## Material for the task
= = = = =
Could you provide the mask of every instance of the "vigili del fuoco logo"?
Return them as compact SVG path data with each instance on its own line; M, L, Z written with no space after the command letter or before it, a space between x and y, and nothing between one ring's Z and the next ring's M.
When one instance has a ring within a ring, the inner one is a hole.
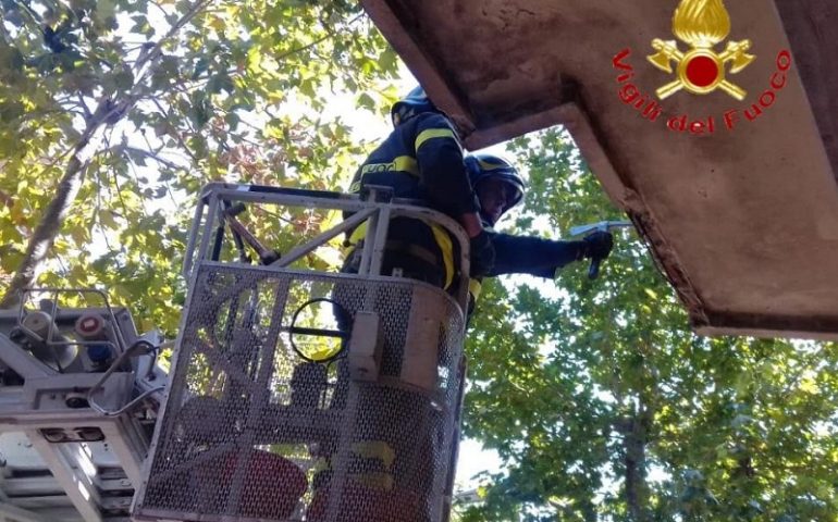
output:
M673 34L688 46L681 50L676 40L652 40L652 49L657 51L646 55L646 60L656 69L669 75L669 82L655 90L657 99L665 100L679 91L681 96L703 96L720 90L736 100L743 101L748 91L729 75L736 75L748 67L756 57L748 51L750 39L728 41L722 52L715 47L725 41L730 34L730 15L723 0L681 0L673 16ZM702 135L713 134L724 126L732 130L739 121L753 122L769 109L777 96L786 87L787 73L791 69L791 53L780 50L776 57L776 67L768 88L753 103L743 109L730 109L718 116L707 115L691 117L688 114L664 115L664 107L652 96L642 92L632 82L634 67L629 63L630 49L624 49L614 57L613 65L620 72L619 98L650 122L665 121L669 130ZM674 75L674 78L673 78Z

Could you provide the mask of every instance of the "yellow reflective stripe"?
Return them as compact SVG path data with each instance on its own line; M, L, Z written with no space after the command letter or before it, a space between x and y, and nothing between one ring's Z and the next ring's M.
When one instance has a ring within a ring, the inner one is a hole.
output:
M445 228L441 225L431 225L431 232L433 238L436 241L436 246L440 247L442 252L442 262L445 266L445 286L444 289L448 289L452 283L454 283L454 244L451 240L451 236ZM344 257L348 256L353 248L358 245L358 241L367 237L367 222L365 221L353 231L349 239L346 241L346 247L343 250Z
M463 146L459 145L459 140L457 139L457 135L454 134L454 130L451 128L429 128L426 130L422 130L419 133L419 136L416 137L416 144L414 145L414 150L419 150L419 147L421 147L426 141L433 138L451 138L456 144L457 147L463 150Z
M361 166L361 176L377 172L406 172L412 176L418 176L419 164L416 162L416 158L399 156L390 163L369 163ZM360 186L358 188L360 189Z
M381 459L386 469L390 469L393 461L396 460L396 452L384 440L355 443L352 445L352 450L365 459Z
M477 302L478 298L480 297L480 291L483 289L483 284L478 279L469 279L468 282L468 293L471 294L471 297L475 299L475 302Z
M442 262L445 264L445 286L443 288L447 290L454 283L454 245L451 243L451 236L441 225L431 225L431 232L433 232L433 238L442 251Z

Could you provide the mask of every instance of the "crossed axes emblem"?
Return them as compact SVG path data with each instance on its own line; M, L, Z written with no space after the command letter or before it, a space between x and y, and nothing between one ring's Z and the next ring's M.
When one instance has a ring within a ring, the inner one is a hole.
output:
M725 78L725 66L730 62L730 74L736 74L754 60L755 57L747 52L751 48L750 40L729 41L720 54L707 47L693 48L683 53L678 49L675 40L664 41L660 38L652 40L652 48L657 53L646 59L661 71L671 74L671 62L676 62L678 79L656 90L657 97L662 100L680 89L704 95L716 88L720 88L737 100L744 99L747 91Z

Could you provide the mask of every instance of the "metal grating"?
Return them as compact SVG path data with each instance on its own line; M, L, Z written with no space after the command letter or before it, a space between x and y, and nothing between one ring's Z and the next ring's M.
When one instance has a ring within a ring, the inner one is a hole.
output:
M338 307L300 311L316 298ZM348 377L347 350L321 363L292 347L296 312L297 326L345 330L359 310L380 318L377 381ZM411 279L205 263L186 313L135 518L442 520L464 340L447 295ZM424 386L403 378L408 337L436 345Z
= = = = =
## Task brief
Find every line above that contains the word "mask", and copy each of those lines.

## Expected answer
Could you provide the mask of every instance of the "vigili del fuoco logo"?
Could you provide the mask of every instance of the "yellow reflective stripe"?
Could you provide the mask of every instance of the "crossed axes emblem"?
Could you provide the mask of every instance of the "metal grating"?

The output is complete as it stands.